◆ Problem to work on:
Copy everything in the data below exactly except the pictures.

## Begin

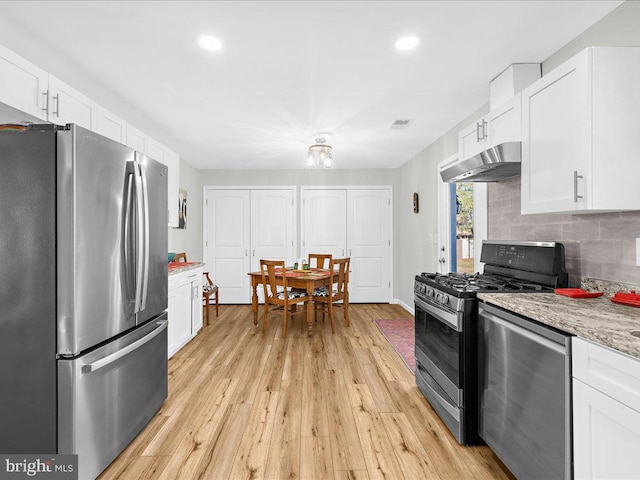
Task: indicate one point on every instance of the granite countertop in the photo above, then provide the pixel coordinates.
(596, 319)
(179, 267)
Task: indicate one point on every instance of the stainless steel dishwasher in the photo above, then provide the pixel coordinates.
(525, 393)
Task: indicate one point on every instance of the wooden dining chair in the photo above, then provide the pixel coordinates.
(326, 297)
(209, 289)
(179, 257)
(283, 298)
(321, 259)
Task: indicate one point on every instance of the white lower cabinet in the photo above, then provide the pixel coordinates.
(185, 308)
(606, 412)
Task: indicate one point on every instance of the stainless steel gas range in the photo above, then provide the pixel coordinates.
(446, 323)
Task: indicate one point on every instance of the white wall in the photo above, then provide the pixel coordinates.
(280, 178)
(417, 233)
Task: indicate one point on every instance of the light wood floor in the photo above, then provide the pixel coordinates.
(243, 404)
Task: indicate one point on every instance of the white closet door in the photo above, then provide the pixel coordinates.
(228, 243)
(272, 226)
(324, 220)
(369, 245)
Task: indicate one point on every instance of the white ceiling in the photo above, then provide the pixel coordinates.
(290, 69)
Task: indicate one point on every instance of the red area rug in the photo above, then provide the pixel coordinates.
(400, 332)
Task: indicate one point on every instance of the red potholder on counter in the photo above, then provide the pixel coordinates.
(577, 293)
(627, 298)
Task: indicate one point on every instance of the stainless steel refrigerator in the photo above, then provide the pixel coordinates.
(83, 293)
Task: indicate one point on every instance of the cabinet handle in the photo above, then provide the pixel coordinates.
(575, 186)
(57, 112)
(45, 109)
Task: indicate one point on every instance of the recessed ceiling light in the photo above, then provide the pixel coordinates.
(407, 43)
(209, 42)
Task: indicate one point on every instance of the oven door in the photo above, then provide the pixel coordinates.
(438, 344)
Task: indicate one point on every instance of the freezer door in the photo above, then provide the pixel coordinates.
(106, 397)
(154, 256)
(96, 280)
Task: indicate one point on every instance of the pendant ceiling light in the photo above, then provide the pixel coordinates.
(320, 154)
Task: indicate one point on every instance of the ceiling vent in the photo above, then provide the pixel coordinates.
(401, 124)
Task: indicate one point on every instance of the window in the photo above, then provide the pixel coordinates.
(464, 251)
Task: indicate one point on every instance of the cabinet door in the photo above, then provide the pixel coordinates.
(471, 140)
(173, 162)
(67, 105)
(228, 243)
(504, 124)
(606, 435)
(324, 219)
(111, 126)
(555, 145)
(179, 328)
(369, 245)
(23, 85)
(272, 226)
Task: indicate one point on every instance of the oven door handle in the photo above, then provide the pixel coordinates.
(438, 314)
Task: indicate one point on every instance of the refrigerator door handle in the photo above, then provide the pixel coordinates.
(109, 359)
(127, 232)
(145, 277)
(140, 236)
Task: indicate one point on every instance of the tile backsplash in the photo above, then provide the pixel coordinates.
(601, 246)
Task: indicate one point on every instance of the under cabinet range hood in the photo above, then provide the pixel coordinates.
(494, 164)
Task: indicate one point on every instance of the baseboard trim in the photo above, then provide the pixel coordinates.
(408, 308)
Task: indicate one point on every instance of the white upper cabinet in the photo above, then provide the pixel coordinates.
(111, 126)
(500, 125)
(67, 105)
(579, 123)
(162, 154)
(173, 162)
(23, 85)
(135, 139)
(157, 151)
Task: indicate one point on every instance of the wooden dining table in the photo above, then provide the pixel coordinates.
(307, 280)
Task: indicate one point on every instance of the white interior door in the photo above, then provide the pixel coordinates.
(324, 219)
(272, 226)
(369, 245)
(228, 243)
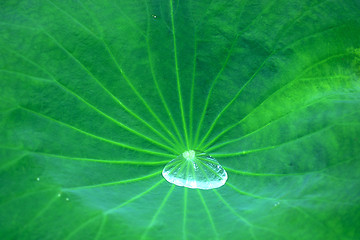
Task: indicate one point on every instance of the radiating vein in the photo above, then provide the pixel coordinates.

## End

◆ Written response:
Task: indicate one point on every instance of the granite countertop in the photo above, then provide the pixel coordinates.
(596, 319)
(179, 267)
Task: indicate one point on every instance of the stainless steel dishwasher in the photo above, then provide the pixel coordinates.
(525, 393)
Task: indicate one point on every instance of the wooden dining chair in the photo above, then provide the pixel coordinates.
(326, 297)
(209, 289)
(179, 257)
(283, 298)
(321, 259)
Task: indicate one point on every instance of the white lower cabinet in the photo above, then provide the pixel coordinates.
(185, 308)
(606, 412)
Task: indicate one point on every instance of the stainless steel gas range in the photo above, then provide the pixel coordinates.
(446, 323)
Task: indicate one point on every instance of the white wall in the photo above, then provide the pixel coordinates.
(280, 178)
(417, 233)
Task: indicate one point on every instance of the light wood floor in the photo above, then provide the pixel coordinates.
(243, 404)
Task: indicate one point on every instance of the white closet door in the photo above, then provide the pixel coordinates.
(228, 243)
(272, 226)
(324, 220)
(369, 245)
Task: indicate one point on every instance of the white ceiling in the photo above, then provide the pixel coordinates.
(290, 69)
Task: indicate one point on every instance of the red area rug in the photo above, then provide the pixel coordinates.
(400, 332)
Task: indicate one point on every instance of the red potholder on counter in the photo above, then provide the pixel coordinates.
(577, 293)
(627, 298)
Task: indicate one point on every instance of the stainless steel refrigerator in the photo above, then provide the pixel coordinates.
(83, 293)
Task: indicate one point on every instance of the cabinet handle in the photo above, then provide the pixel coordinates.
(575, 186)
(57, 112)
(45, 109)
Task: indicate one point on every instance of the recessed ceiling light in the photo above, then provide the pixel coordinates.
(407, 43)
(209, 42)
Task: indicate one point on every instance of the oven door in the photo above, then provide the pixel coordinates.
(438, 344)
Task: indicate one point on every instance of the freezer door in the photo above, then provide the pixel coordinates.
(106, 397)
(154, 256)
(96, 280)
Task: indicate one point on every instance of the pendant ceiling light in the photo above, then provide the pixel coordinates.
(320, 154)
Task: indicate one point on every instance of the ceiling vent in the photo above, then provide the pixel coordinates.
(401, 124)
Task: indicate one point on every instance of the window in the photo above, then provide the pixel coordinates.
(464, 251)
Task: indicate one point on every instance of the cabinet door in the photo above, then provide the pixel coordinates.
(471, 140)
(173, 162)
(67, 105)
(228, 243)
(504, 124)
(606, 435)
(324, 219)
(111, 126)
(555, 145)
(179, 328)
(369, 245)
(23, 85)
(272, 226)
Task: indicate one point on every instance of the oven door handle in the photo above, then provide the pixel coordinates.
(438, 314)
Task: indicate one point on every instance of the refrigerator door handle in the photo above, then provide the pixel coordinates.
(109, 359)
(127, 232)
(145, 277)
(140, 236)
Task: indicate one point on every instance of the tile backsplash in the photo above, then provide the pixel coordinates.
(601, 246)
Task: indicate one point on every instance of the under cabinet range hood in the photo above, then provide the pixel coordinates.
(494, 164)
Task: indicate one point on every instance of the baseboard trim in the photo above, then provide the pixel coordinates.
(408, 308)
Task: indicate one point on every instance of the white upper cabinet in the photo above, then provide the pixel coordinates.
(111, 126)
(500, 125)
(67, 105)
(579, 123)
(162, 154)
(173, 162)
(23, 85)
(135, 139)
(157, 151)
Task: indicate one point on every instance of the wooden dining table in the photo above, then provide the pixel coordinates.
(307, 280)
Task: indicate one point on every instance of the white interior door in the photo above, then provide the pixel coordinates.
(324, 219)
(272, 226)
(369, 245)
(228, 243)
Task: indicate one point on every instance of the radiating vein in the photo above, then provide the pixel coordinates.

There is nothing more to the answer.